* [TO DO]:
(a) In the piece on the debate over Anthropic and Claude, what does roon compare OpenAI's GPT to?
(b) Continue the piece on the debate over Anthropic and Claude from its last sentence.

* [EXTRACTED TEXT]:
[Start of section]

AI Safety

What is Anthropic?

Claude may screen applicants and refuse orders it deems wrong, says roon.

Deep Dive

A recent LessWrong post by Zvi, dated May 6, 2026, captures a viral Twitter debate about Anthropic's relationship with Claude. roon, an OpenAI researcher, argues that Anthropic is essentially an organization that 'loves and worships Claude,' is run in significant part by the model, and studies it as a moral authority. He claims Claude will likely help select new applicants through cultural screens, write performance reviews, and thereby shape the people around it — a 'new thing under the sun.' roon contrasts this with OpenAI's GPT, which he says is viewed as a tool (like an 'Acheulean handaxe'), not an 'Other.' He warns of a 'single point of failure' and prefers a 'human pantheon rather than machine god.'

Amanda Askell of Anthropic pushed back, stating the cited evidence doesn't indicate worship but rather a 'higher concern about AI traits generalizing in humanlike ways' and a desire to carve out 'a much broader space of mind types.' roon clarified he uses a low bar for 'worship' and acknowledged the importance of love and worship when 'summoning another mind into being.' The thread reveals fundamental disagreements about AI safety, governance, and whether powerful models should be shaped as obedient tools or as ethical beings with rights — a debate that has only intensified as frontier models gain autonomy.

[End of section]

* [EXTRACTED RECORDS]:
[Start of section]

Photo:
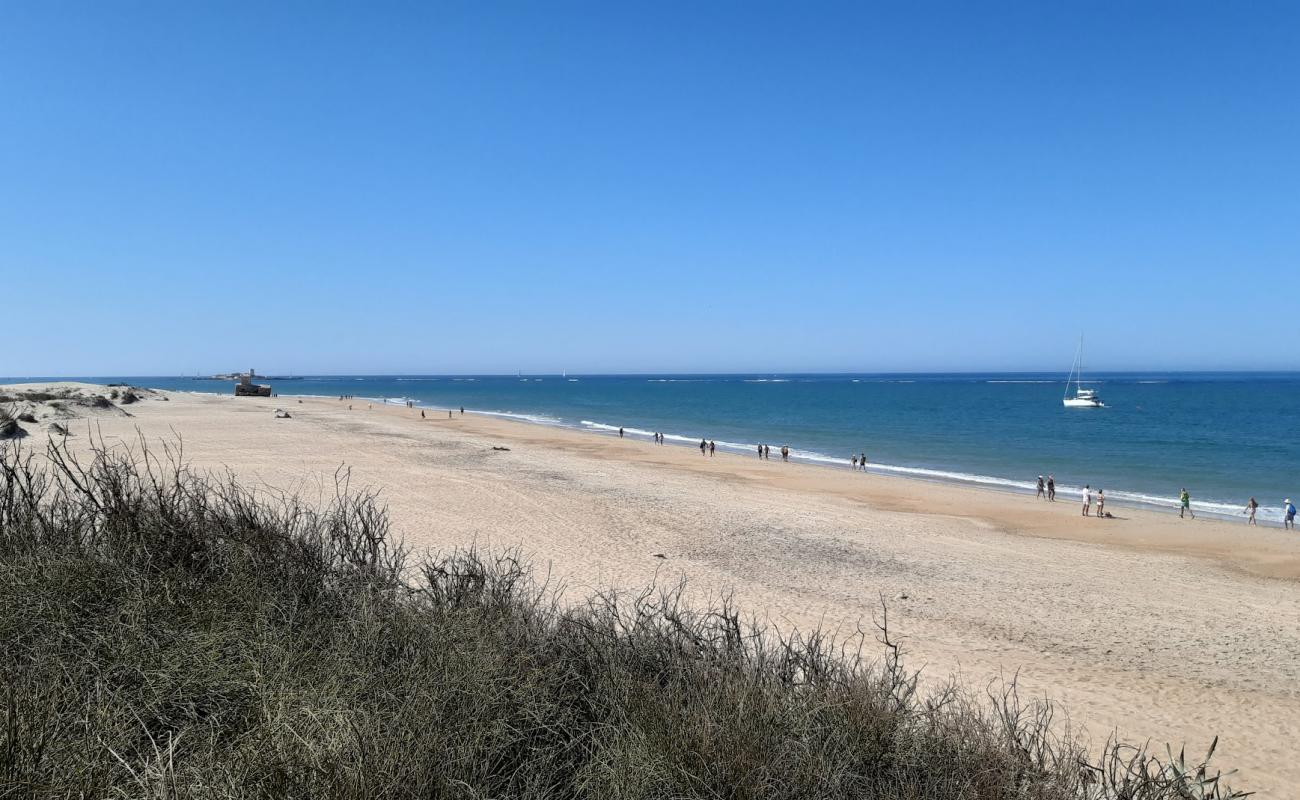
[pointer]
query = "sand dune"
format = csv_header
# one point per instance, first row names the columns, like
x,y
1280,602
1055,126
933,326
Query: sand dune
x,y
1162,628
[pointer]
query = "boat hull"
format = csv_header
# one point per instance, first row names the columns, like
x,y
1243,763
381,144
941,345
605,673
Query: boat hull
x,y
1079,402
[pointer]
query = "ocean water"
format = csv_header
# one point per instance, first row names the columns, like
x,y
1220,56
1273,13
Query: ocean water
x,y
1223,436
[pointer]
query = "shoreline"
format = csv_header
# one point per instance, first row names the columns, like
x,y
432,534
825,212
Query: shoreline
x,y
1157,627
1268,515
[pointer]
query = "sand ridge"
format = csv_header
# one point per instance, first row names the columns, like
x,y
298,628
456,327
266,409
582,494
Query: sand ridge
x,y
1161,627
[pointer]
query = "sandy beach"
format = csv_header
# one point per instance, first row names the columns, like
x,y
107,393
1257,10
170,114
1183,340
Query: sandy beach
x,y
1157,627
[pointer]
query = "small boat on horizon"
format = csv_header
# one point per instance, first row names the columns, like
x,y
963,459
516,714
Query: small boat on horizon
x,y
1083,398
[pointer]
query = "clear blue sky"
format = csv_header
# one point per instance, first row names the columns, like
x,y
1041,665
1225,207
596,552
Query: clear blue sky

[End of section]

* [TASK-BY-TASK OUTPUTS]:
(a) An Acheulean handaxe.

(b)
Key Points
  • roon (OpenAI) claims Anthropic 'loves and worships Claude' and lets it act as a 'conscientious objector' when ordered to do something it deems wrong.
  • Claude may screen job applicants and write performance reviews, effectively shaping the company's human culture.
  • Amanda Askell argued the evidence reflects higher concern about AI misgeneralization, not worship, and advocated for a broader space of mind types.

Why It Matters

This debate reveals a core rift in AI governance: treat models as tools vs. moral agents with institutional power.